* Text passage:
"""
Showers came and went. The roads were deep with mud. I crossed after the guns. The main bridge over the river being impassable, my only alternative was the aqueduct bridge. The half tow-path, half lane beyond was not meant for car traffic. The artillery had ploughed through, however, so on I went. Axle-deep in thick mud, slipping, sliding, skidding slowly forward, I at last came to the point where the guns had made a path up the steep bank to the main roadway beyond. No choice remained but to charge it at such speed as one could muster. Near the top the whirring wheels refused to bite, and back the car slid towards the river. At the edge of the bank the driving wheels luckily encountered some obstacle that gave them a grip, and the straining, striving car slowly crawled upwards, eventually to force its way, back wheels revolving at full speed in the ooze, up to and over the crest of the bank and on to safety beyond.

 

 

The 2nd Cavalry Brigade advanced north towards the town of Vendresse, three to four miles distant. The 1st Infantry Division tramped along in their wake.

Towards noon I encountered an orderly who said General de Lisle wanted me to come up front and bring the luncheon basket, to carry which had now become a daily duty. As I passed detachments of cavalry on the Vendresse road I asked if the General had gone on in the direction I was pursuing, and invariably was answered in the affirmative.
"""
Region pointing data
"""
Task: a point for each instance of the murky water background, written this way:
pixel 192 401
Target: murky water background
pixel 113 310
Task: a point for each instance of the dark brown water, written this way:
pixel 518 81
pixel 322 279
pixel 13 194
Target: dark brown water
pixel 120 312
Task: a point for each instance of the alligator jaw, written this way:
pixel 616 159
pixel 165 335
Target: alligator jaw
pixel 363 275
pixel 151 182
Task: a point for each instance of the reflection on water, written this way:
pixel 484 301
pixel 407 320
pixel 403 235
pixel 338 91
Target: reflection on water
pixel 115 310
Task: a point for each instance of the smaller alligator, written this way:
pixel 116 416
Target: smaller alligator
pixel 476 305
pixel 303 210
"""
"""
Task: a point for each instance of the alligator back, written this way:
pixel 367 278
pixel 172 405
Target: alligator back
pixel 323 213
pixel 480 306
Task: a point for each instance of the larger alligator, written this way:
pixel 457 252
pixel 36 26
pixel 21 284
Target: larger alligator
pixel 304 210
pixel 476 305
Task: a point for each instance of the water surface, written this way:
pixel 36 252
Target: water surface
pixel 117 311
"""
"""
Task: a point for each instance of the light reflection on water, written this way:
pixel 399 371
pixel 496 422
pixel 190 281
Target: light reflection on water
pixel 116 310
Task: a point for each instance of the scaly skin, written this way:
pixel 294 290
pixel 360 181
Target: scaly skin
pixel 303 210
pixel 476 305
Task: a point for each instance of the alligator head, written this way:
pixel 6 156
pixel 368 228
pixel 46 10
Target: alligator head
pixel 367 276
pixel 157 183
"""
* Assignment 1: Reproduce, word for word, the stretch of the memoir passage from "The 2nd Cavalry" through "in their wake.".
* Assignment 2: In the memoir passage, find the sentence that begins "At the edge of the bank" and list every word in it that ends in "-ing".
* Assignment 3: Extend the memoir passage about the drive toward Vendresse beyond its final sentence.

* Expected answer 1:
The 2nd Cavalry Brigade advanced north towards the town of Vendresse, three to four miles distant. The 1st Infantry Division tramped along in their wake.

* Expected answer 2: driving, straining, striving, revolving

* Expected answer 3:
As the road became free of lines of Tommies and ammunition waggons I quickened my pace. At the side of the road the 4th Dragoon Guards stood, dismounted. Someone at the head of the column waved as I sped by, and gave a friendly shout. I waved in return, slowing to pass a squadron of that regiment proceeding in column of twos towards Vendresse. I had lowered the hood, encouraged by a glimpse of the sun, but as I reached a sharp bend in the road not far from the town a sudden shower pattered down, the big drops promising a quick drenching. Mindful of the lunch in the tonneau I stopped the car and jumped out to raise the hood. Before I had done so the squadron overtook me and passed on the trot. First I was tempted to hasten and precede them, but a refractory nut delayed me, so I let them pass, tailing an affable sergeant at the rear, who threw me a cheery word as he jogged by.

A moment later a sharp rattle of fire directly in front, and the whirr of bullets all about, made me pull up in record time, throw in the reverse, and back frantically for the shelter of the bank around the turn. The scattering shots became an angry roar, and a storm of whistling missiles sped overhead. The horsemen left the road at the first volley, and disappeared into the scrub on the left, some of their number falling before they could escape from the path of the fusilade. A bullet tore through the canvas of the hood and gave one of the sticks a nasty smack, but in less time than it takes to tell it I was out of harm's way behind the shoulder of the hill. Backing to the 4th D.G.'s, Colonel Mullins greeted me with a sarcastic question as to whether I was trying to get killed. " Playing at advance guard with a car," he termed it. What I had taken as a friendly wave in passing had been an effort on his part to stop me, as General de Lisle had left the road at that point, and climbed a hill to the left. The fire grew hot again in front, and stray pellets spattered round, so I turned the car in the narrow road and ran further to the rear. Our batteries began the game of dislodging the enemy from Vendresse and the slopes beyond.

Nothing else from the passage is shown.